Collect every line of the items below that contains the word "tennis".

■ DATA ENTRIES:

►

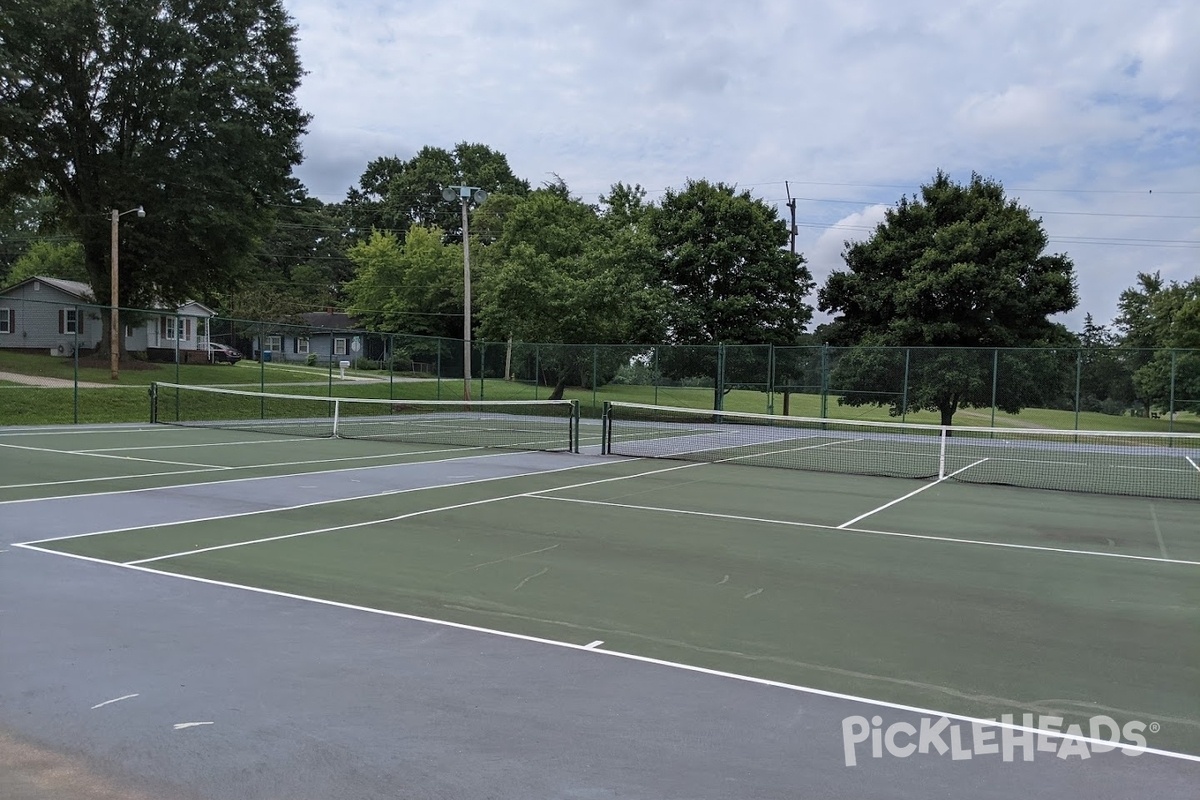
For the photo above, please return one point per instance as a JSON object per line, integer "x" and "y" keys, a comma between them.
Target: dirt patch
{"x": 33, "y": 773}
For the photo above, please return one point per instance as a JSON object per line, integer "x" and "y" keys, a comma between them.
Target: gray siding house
{"x": 59, "y": 317}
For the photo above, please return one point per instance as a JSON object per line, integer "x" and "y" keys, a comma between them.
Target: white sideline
{"x": 369, "y": 523}
{"x": 318, "y": 503}
{"x": 930, "y": 537}
{"x": 913, "y": 493}
{"x": 629, "y": 656}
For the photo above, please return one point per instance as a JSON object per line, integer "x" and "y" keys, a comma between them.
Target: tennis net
{"x": 517, "y": 425}
{"x": 1143, "y": 464}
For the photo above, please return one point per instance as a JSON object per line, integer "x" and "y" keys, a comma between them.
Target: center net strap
{"x": 520, "y": 425}
{"x": 1144, "y": 464}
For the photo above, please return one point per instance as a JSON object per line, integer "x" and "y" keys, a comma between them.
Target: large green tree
{"x": 957, "y": 266}
{"x": 568, "y": 272}
{"x": 409, "y": 287}
{"x": 184, "y": 107}
{"x": 723, "y": 254}
{"x": 394, "y": 193}
{"x": 1161, "y": 323}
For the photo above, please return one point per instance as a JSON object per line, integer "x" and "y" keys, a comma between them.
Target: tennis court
{"x": 687, "y": 555}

◄

■ REPLY:
Target: tennis net
Target: tennis court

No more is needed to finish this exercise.